WORK TO BE COMPLETED = All entries are to be given again verbatim.

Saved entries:
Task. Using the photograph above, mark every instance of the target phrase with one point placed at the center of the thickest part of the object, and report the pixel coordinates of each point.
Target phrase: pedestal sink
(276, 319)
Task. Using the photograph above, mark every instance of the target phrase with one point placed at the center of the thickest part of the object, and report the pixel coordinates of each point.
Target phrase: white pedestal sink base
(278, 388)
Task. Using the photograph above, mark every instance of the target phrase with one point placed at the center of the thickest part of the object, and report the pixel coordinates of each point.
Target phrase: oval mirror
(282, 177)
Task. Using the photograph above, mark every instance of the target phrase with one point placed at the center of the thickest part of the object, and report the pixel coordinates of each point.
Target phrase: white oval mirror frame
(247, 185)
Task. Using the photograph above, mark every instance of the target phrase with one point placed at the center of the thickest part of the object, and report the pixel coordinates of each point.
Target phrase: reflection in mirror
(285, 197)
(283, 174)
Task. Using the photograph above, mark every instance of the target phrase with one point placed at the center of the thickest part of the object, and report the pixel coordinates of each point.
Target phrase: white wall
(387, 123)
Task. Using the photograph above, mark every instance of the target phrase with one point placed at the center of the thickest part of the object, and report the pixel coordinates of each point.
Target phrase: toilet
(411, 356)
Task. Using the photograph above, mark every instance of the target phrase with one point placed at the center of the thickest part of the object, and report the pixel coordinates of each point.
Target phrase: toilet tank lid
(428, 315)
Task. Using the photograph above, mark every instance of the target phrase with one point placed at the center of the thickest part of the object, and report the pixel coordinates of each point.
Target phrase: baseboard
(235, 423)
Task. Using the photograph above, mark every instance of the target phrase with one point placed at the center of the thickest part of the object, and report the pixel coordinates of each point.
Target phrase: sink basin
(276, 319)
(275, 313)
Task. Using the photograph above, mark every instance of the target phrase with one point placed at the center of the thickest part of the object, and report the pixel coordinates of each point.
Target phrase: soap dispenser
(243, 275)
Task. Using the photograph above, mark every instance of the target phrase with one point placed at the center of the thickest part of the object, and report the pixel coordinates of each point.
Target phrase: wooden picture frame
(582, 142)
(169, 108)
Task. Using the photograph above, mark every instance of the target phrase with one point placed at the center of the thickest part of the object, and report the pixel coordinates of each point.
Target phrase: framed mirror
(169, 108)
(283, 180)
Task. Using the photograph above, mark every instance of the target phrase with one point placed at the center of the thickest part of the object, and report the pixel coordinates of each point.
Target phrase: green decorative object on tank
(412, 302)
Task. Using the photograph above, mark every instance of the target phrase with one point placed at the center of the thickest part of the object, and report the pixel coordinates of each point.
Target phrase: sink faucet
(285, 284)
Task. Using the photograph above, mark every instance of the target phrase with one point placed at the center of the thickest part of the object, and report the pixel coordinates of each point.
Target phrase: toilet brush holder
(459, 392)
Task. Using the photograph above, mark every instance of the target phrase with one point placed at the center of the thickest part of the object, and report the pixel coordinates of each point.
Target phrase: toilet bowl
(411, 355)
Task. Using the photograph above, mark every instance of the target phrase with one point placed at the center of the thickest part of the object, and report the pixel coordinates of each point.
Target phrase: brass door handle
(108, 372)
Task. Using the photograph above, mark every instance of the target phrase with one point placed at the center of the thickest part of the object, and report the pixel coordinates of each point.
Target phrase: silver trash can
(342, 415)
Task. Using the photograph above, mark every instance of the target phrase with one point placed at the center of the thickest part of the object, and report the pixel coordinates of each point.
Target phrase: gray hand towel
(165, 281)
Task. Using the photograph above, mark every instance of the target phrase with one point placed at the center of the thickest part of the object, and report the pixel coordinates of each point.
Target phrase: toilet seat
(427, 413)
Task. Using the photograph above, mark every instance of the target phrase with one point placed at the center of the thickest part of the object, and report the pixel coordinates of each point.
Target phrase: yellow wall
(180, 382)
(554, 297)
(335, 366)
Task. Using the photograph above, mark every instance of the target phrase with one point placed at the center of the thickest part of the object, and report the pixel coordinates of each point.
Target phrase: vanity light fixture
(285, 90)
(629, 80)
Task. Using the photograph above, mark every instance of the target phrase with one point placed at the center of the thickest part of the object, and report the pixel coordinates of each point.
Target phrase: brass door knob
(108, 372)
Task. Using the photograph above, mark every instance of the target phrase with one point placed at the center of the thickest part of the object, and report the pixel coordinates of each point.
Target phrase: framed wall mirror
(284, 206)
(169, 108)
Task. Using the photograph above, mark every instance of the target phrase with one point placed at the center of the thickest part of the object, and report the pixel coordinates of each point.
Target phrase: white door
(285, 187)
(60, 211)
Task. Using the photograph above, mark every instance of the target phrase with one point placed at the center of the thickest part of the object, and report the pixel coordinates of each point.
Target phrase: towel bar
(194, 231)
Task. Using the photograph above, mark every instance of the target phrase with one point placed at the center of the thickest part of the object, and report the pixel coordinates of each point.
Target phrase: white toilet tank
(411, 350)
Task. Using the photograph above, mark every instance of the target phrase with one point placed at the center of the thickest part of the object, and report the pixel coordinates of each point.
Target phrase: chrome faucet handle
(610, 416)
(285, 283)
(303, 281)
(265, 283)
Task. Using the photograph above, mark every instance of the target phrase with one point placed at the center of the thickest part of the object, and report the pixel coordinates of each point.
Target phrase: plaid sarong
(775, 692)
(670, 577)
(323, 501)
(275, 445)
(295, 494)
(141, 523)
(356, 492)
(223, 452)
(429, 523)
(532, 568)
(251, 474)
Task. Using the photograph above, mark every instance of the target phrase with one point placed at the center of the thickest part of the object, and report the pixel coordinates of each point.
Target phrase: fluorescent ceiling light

OUTPUT BELOW =
Task. Using the photograph above, mark every instance of the target phrase with one point placed at the center of the thickest part of the object, and report the pixel coordinates of each point.
Target phrase: pedestal sink
(276, 319)
Task. Using the photograph above, mark every instance of the target phrase with one point placed at the center of the thickest part of the object, and report the pixel coordinates of each point.
Target phrase: white pedestal sink base
(278, 388)
Task. Using the photograph above, mark every instance of the target phrase with one point placed at the center of the thickest part of the object, and report the pixel coordinates of each point.
Target phrase: oval mirror
(282, 177)
Task. Using the photograph above, mark every instance of the target phrase with one point placed at the center of the thickest part of the object, and report the pixel coordinates of each point.
Target phrase: white oval mirror frame
(247, 185)
Task. Using the photograph above, mark every instance of the target phrase with one point placed at the center of the thickest part of the object, and report the pixel coordinates of each point.
Target phrase: reflection in mirror
(285, 197)
(283, 174)
Task. Using the photograph above, mark every instance of the target phrase with one point placed at the center of the thickest part of the object, and report the pixel coordinates of each point.
Target phrase: white wall
(387, 123)
Task. Using the photograph above, mark every instance of the target phrase with one point placed at the center of the thickest part of the object, and report the pixel coordinates of each point.
Target phrase: toilet
(411, 356)
Task. Using the photograph above, mark every instance of the target phrase with one point placed at the center of the thickest part of the object, and report the pixel coordinates of each point.
Target phrase: toilet tank lid
(428, 315)
Task. Using the photograph above, mark every instance of the target phrase with one point placed at the center of the thickest part of the object, and report the pixel coordinates of each point.
Target phrase: baseboard
(235, 423)
Task. Using the photograph above, mark every instance of the target phrase with one point placed at the center of the thickest part of the object, and report the pixel coordinates of each point.
Target phrase: sink basin
(276, 319)
(275, 313)
Task. Using the photograph above, mark every instance of the target phrase with one point placed at the center of the thickest part of the object, and report the pixel coordinates of each point.
Target phrase: soap dispenser
(243, 275)
Task. Using the photograph above, mark every instance of the target phrase with one point placed at the center of the thickest part of the object, and report the pixel coordinates of each point.
Target phrase: wooden picture frame
(582, 142)
(169, 108)
Task. Using the photograph above, mark every instance of the target phrase with one point placed at the center of the thickest part of the object, and report the pixel coordinates of each point.
Target phrase: framed mirror
(169, 108)
(283, 180)
Task. Using the photograph above, mark every instance of the target phrase with one point placed at the center of the thickest part of the object, and report the pixel coordinates of each point.
Target phrase: green decorative object on tank
(412, 302)
Task. Using the photograph above, mark every instance of the target phrase with one point placed at the center of the thickest part of the object, and report the pixel coordinates of each point.
Target phrase: sink faucet
(285, 284)
Task. Using the photograph above, mark every instance of the target phrase with one point placed at the center of the thickest part of the object, and report the pixel coordinates of each point.
Target phrase: toilet brush holder
(459, 392)
Task. Using the photograph above, mark every instance of the target phrase with one point placed at the center of the thickest part of the object, and report the pixel coordinates of each point.
Target phrase: toilet bowl
(411, 355)
Task. Using the photograph above, mark every instance of the target phrase with one point placed at the center of the thickest part of the object, and report the pixel coordinates of each point.
Target phrase: brass door handle
(108, 372)
Task. Using the photograph above, mark every instance of the target phrase with one point placed at the center of the thickest part of the object, and report the pixel coordinates of each point.
Target phrase: silver trash can
(342, 415)
Task. Using the photograph above, mark every instance of the target phrase with one point placed at the center of the thickest part of the object, and report the pixel coordinates of each point.
Target phrase: gray hand towel
(165, 281)
Task. Using the photograph above, mark every instance of the target phrase with one point placed at the center of the thickest part of the object, and report the pixel coordinates of each point.
Target phrase: toilet seat
(427, 413)
Task. Using the photograph above, mark every instance of the target phrase with one point placed at the center of the thickest part of the object, and report the pixel coordinates of each point.
Target phrase: yellow wall
(180, 382)
(554, 297)
(335, 366)
Task. Using the photograph above, mark every instance of the target phrase with one point placed at the center of the thickest part of the object, and report the pixel coordinates of each point.
Target phrase: vanity light fixture
(285, 90)
(629, 80)
Task. Using the photograph above, mark every instance of the target phrase with one point placed at the center of the thickest part of the object, and report the pixel coordinates of each point.
Target phrase: brass door knob
(108, 372)
Task. Using the photograph above, mark every instance of the target phrase with one point placed at the center of the thickest part of the object, and report the pixel coordinates of each point.
Target phrase: framed wall mirror
(284, 206)
(169, 108)
Task. Using the photograph above, mark every instance of the target phrase with one point placed at the center of the thickest part of the object, and report the pixel coordinates of each point.
Target phrase: white door
(285, 187)
(60, 211)
Task. Using the photograph above, mark every instance of the target phrase with one point placed at the center of the thickest part of the object, and report the pixel coordinates of each point.
Target phrase: towel bar
(194, 231)
Task. Using the photograph above, mark every instance of the target phrase with one point placed at the center of the thickest part of the object, and report the pixel coordinates of each point.
Target phrase: white toilet tank
(411, 350)
Task. Using the photograph above, mark every instance of the target phrase with one point placed at the center of the thickest part of the object, and report the pixel coordinates of each point.
Target phrase: chrome faucet handle
(610, 416)
(285, 283)
(303, 281)
(265, 283)
Task. Using the photograph above, mark every instance of the target phrase with one point placed at the center of the thickest part of the object, and report the pixel coordinates of each point.
Target phrase: plaid sarong
(775, 692)
(670, 577)
(323, 501)
(275, 445)
(295, 494)
(141, 523)
(356, 492)
(223, 452)
(429, 523)
(532, 568)
(251, 474)
Task. Using the photograph above, mark every instance of the target phrase with one point placed at the center of the thickest part of the object, and report the pixel coordinates of each point.
Target phrase: fluorescent ceiling light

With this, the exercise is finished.